However, there are fiscal crises brewing not just in the European Monetary Union, but in Great Britain, Japan, Canada and the United States, as well.

All over the Western world, politicians have made promises they can't possibly keep - and have national debt crises to show for it. Yet most Americans still don't understand how serious the problem is. Yes, we've all heard about our metastasizing $16-trillion national debt. But few are aware that there's another $120 trillion in unfunded liabilities for Social Security, Medicare and Medicaid. To put this in perspective, the current liability for these programs alone comes to more than $1.05 million per taxpayer.

Some believe we'll eventually come together as a nation and tackle this problem. But I wonder. Obama has promised not to raise taxes on anyone making less than $250,000. (And raising the top marginal rate to 39.6%, according to the Congressional Budget Office, would raise only $60 billion. Last year's deficit alone was roughly $1.5 trillion.) Joe Biden has given his personal guarantee (whatever that's worth) that Social Security will not be changed. And neither major party is talking seriously about reforming entitlements. (Even Paul Ryan's plan is too little, too late.)

The reason for politicians' reluctance is obvious. Look at Greece. Voters are in no mood to hear that they are likely to get less government assistance. You can talk all you want about the unsustainability of these programs, which - in their current form - are certain to be undone by time and arithmetic. Likewise, you can talk all you want about personal responsibility, fiscal sanity, constitutional government or freedom and opportunity. Most voters will have none of it. They want their government checks. End of story.

For our entire lives, we have heard Western politicians tell us what they are going to do for us. It remains to be seen whether they can get elected (or re-elected) telling us what they are going to take away, either in the form of higher taxes or less entitlements. I am skeptical whether most Western voters are ready to have an adult conversation. (I refer you again to Greece and Spain.)

However, if governments can't rein in the spending, the fallout in the financial markets is going to be very ugly. It's not just the longtime gloom-and-doomers who recognize this. In an August 11 article in The New York Times, Vanguard Founder John Bogle - as mainstream an analyst as mainstream gets - worried aloud about "the risk of a black-swan event - of something unlikely but apocalyptic."

Constructing An "End-of-the-World Portfolio"

• **TASK INSTRUCTIONS**:
1. Name every country mentioned in the passage on Western debt crises above.
2. Carry on the passage on Western debt crises from its last line.

• **SOURCE DATA**:
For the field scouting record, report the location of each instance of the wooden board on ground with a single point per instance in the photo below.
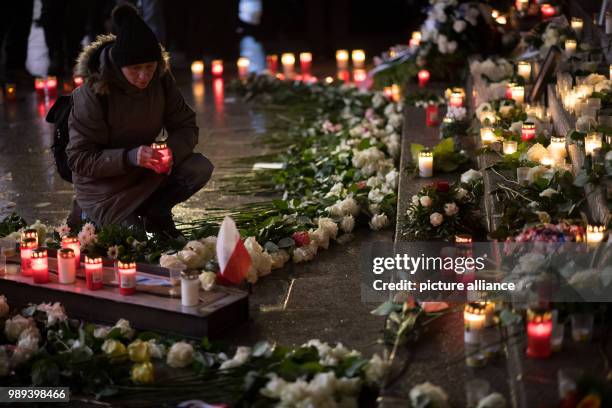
(151, 308)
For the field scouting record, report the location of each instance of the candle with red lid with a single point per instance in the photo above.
(127, 278)
(40, 266)
(94, 273)
(74, 244)
(162, 147)
(217, 68)
(25, 252)
(539, 332)
(423, 77)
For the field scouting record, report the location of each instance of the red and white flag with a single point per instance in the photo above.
(234, 259)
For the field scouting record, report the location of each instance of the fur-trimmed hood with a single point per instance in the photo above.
(93, 67)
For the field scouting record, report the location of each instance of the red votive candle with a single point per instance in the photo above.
(539, 332)
(423, 76)
(74, 244)
(94, 273)
(127, 278)
(40, 265)
(25, 252)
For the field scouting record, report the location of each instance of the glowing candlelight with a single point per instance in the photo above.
(40, 266)
(66, 271)
(523, 68)
(358, 57)
(509, 146)
(342, 59)
(74, 244)
(127, 278)
(243, 64)
(197, 69)
(217, 68)
(539, 332)
(423, 77)
(425, 163)
(595, 233)
(94, 273)
(592, 141)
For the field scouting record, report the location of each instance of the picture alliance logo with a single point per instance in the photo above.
(412, 265)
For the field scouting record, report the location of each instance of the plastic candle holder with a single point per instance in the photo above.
(528, 131)
(127, 278)
(358, 57)
(94, 273)
(66, 271)
(197, 69)
(28, 245)
(74, 244)
(423, 76)
(509, 146)
(425, 163)
(40, 266)
(539, 333)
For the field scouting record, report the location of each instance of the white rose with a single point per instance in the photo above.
(347, 224)
(379, 221)
(425, 201)
(470, 176)
(4, 308)
(451, 209)
(549, 192)
(207, 280)
(242, 356)
(436, 219)
(180, 355)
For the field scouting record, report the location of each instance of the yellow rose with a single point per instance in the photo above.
(139, 351)
(143, 373)
(115, 350)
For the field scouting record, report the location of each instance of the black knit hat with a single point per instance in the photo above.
(135, 43)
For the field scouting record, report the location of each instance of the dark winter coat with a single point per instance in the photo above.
(108, 188)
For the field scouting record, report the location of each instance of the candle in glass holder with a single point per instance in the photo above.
(456, 97)
(577, 25)
(197, 70)
(423, 76)
(25, 252)
(288, 62)
(164, 150)
(425, 163)
(190, 288)
(10, 92)
(509, 146)
(52, 86)
(487, 135)
(528, 131)
(342, 59)
(66, 272)
(523, 68)
(570, 47)
(39, 86)
(557, 148)
(127, 278)
(358, 58)
(518, 94)
(305, 62)
(474, 317)
(595, 233)
(74, 244)
(592, 141)
(94, 273)
(243, 64)
(539, 332)
(40, 266)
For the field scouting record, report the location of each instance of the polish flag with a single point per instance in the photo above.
(234, 259)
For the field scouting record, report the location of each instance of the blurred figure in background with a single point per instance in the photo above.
(14, 33)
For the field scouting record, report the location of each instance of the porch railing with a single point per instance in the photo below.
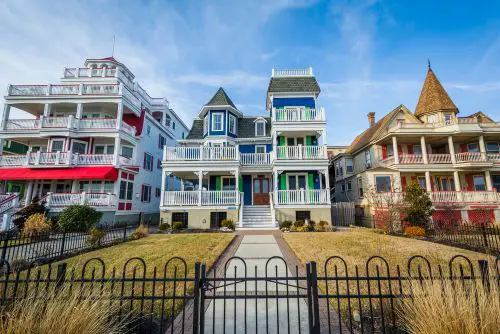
(302, 196)
(255, 159)
(471, 157)
(301, 152)
(208, 197)
(298, 114)
(83, 198)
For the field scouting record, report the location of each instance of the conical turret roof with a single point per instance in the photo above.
(433, 97)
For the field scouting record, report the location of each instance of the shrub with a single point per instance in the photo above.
(77, 218)
(440, 306)
(140, 232)
(36, 224)
(227, 223)
(164, 226)
(23, 214)
(414, 231)
(95, 237)
(299, 223)
(176, 226)
(63, 311)
(286, 224)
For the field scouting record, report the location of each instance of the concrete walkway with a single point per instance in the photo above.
(282, 316)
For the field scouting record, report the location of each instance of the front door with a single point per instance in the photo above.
(261, 190)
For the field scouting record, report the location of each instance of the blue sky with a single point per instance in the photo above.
(367, 55)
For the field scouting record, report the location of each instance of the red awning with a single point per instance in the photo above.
(76, 173)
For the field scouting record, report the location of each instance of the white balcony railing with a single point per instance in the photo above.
(205, 197)
(297, 114)
(302, 196)
(301, 152)
(48, 159)
(471, 157)
(200, 153)
(255, 159)
(83, 198)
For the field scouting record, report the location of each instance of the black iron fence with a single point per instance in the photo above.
(51, 245)
(481, 237)
(242, 296)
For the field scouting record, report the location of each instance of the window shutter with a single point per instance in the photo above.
(384, 152)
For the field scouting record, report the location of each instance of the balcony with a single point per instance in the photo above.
(60, 159)
(297, 114)
(255, 159)
(66, 123)
(302, 196)
(200, 153)
(301, 152)
(201, 198)
(97, 200)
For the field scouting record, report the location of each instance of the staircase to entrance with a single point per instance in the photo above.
(257, 217)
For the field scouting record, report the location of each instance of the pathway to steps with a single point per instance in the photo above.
(256, 249)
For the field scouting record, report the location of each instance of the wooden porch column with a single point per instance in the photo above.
(424, 150)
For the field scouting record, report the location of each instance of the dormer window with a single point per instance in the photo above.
(260, 129)
(217, 121)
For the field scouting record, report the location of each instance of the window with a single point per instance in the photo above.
(232, 124)
(161, 141)
(260, 129)
(57, 145)
(348, 166)
(383, 184)
(79, 147)
(360, 188)
(205, 124)
(368, 159)
(127, 151)
(302, 215)
(148, 161)
(479, 183)
(228, 183)
(492, 147)
(473, 147)
(217, 121)
(146, 193)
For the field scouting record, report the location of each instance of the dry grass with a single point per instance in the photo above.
(356, 246)
(61, 312)
(441, 308)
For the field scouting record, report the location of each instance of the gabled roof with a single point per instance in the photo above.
(307, 84)
(433, 97)
(220, 98)
(378, 129)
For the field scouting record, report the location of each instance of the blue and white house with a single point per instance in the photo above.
(256, 170)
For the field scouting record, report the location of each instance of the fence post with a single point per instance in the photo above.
(61, 274)
(61, 251)
(312, 297)
(484, 270)
(196, 300)
(4, 246)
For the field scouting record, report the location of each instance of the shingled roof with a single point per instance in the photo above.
(377, 130)
(433, 97)
(293, 84)
(246, 128)
(221, 99)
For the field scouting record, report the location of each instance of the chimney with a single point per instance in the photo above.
(371, 118)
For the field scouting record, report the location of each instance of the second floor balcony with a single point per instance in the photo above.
(60, 159)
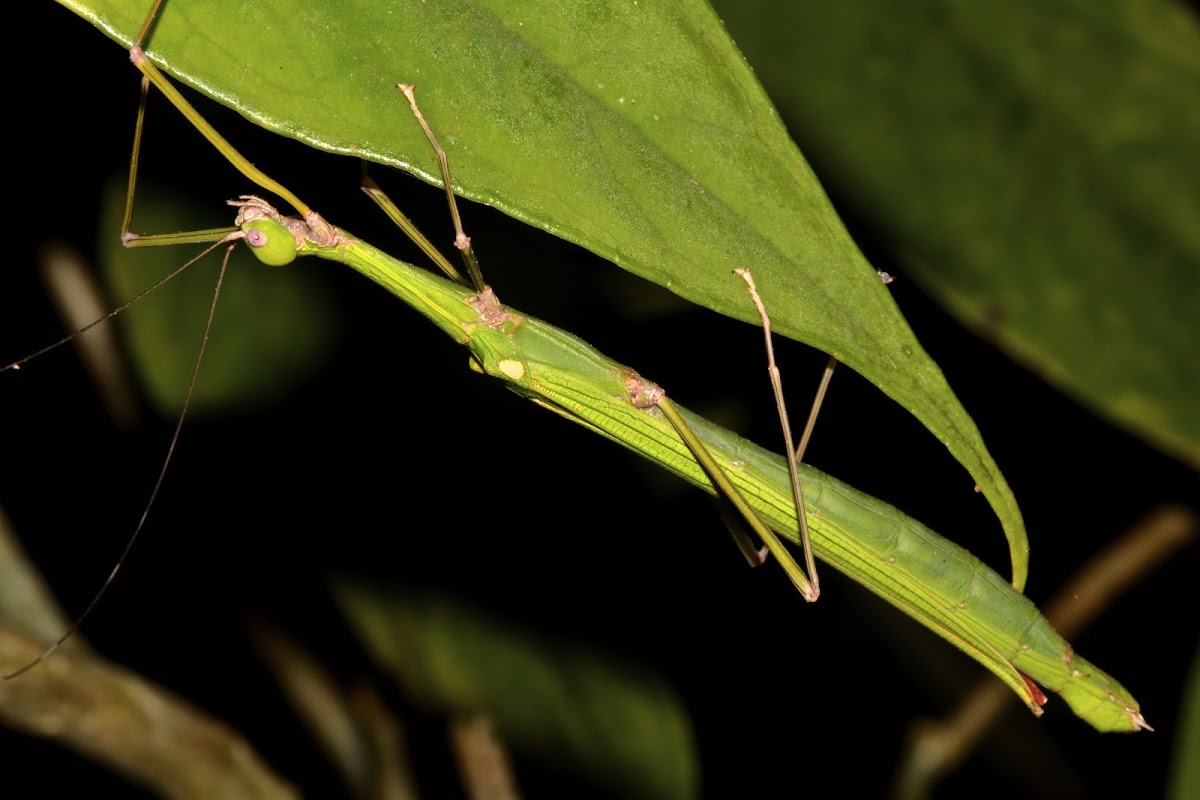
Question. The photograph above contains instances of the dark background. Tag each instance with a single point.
(376, 468)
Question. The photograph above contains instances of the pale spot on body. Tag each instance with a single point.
(513, 368)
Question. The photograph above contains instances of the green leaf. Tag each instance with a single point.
(618, 725)
(1037, 162)
(634, 130)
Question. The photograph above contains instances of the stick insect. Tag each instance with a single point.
(928, 577)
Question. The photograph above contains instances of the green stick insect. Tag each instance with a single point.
(930, 578)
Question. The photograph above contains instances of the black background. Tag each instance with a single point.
(401, 465)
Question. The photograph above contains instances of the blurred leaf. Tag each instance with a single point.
(569, 707)
(1036, 163)
(634, 130)
(273, 328)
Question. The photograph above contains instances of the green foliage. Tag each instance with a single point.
(636, 131)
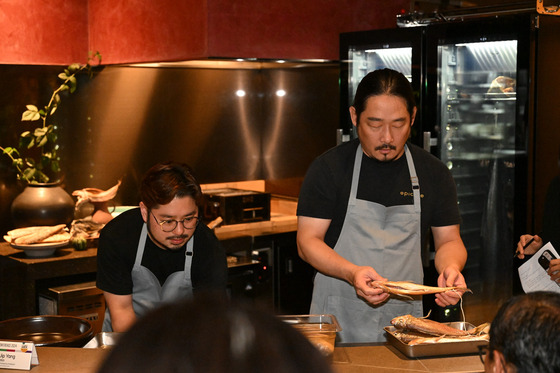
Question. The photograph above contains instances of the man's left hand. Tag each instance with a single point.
(451, 276)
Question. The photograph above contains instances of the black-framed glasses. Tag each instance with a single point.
(482, 352)
(169, 225)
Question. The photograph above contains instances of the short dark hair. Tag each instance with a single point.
(383, 82)
(526, 330)
(165, 181)
(212, 333)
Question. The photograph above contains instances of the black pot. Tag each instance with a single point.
(42, 204)
(50, 331)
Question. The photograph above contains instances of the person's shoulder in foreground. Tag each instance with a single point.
(525, 335)
(213, 334)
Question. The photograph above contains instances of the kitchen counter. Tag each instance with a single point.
(355, 359)
(20, 274)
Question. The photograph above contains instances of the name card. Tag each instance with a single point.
(17, 355)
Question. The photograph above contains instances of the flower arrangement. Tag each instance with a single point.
(43, 138)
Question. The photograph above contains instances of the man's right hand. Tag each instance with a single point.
(531, 249)
(363, 277)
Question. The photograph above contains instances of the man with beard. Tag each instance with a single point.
(370, 203)
(158, 253)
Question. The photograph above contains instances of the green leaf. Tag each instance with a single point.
(30, 115)
(73, 84)
(55, 166)
(28, 173)
(74, 67)
(41, 131)
(42, 141)
(29, 162)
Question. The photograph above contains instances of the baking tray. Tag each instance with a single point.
(436, 349)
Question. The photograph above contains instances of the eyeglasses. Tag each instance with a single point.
(482, 352)
(169, 225)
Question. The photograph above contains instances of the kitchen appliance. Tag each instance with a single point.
(83, 300)
(486, 92)
(236, 206)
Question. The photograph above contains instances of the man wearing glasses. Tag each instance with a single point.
(158, 253)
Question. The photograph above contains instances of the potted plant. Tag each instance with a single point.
(35, 159)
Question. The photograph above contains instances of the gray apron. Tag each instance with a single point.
(147, 293)
(386, 238)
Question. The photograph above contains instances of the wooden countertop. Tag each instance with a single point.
(375, 357)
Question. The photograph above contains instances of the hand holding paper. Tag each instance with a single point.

• **LIST OF ANSWERS**:
1. Great Britain, Japan, Canada, the United States, Greece, Spain

2.
If you're worried about such an eventuality, what should you do? First off, don't make immediate, wholesale changes to your investments. My goal is not to scare the pants off you, but to make you consider the unthinkable. I also want to detail one way you could hedge against it with, for instance, an "End-of-the-World Portfolio," which I've written about here before.

Here's how it could be structured:
  • Put 40% of your liquid portfolio in a laddered portfolio of AAA-insured tax-free bonds. (Be sure to buy state-specific bonds if you're in a high tax state.) Laddering means varying your portfolio between short-, medium- and longer-term bonds. This is your protection against deflation and the virtual certainty of higher taxes.
  • Put 40% in a laddered portfolio of inflation-adjusted Treasuries, also AAA-rated. (For tax reasons, these are best owned in your retirement account.) This is your protection against inflation, as central banks might opt to spend us out of a crisis and argue that "temporary" hyperinflation is preferable to national bankruptcy.
  • Put 20% in defensive, blue-chip, dividend-paying stocks. I'm referring to food companies, healthcare companies, utilities, defense contractors, gold mining companies and the like. This should provide some growth and income. Why include stocks at all? Because 200 years of history shows that an 80/20 split between stocks and bonds is actually less risky than a 100% bond portfolio. And, remember, you need to hedge for prosperity, as well.
Bear in mind, I'm not calling for the end of the world... yet. I'm only pointing out a possibility, however remote. What the odds are, no one knows.

But as investment legend Peter Lynch used to say, "If you're gonna panic, do it early."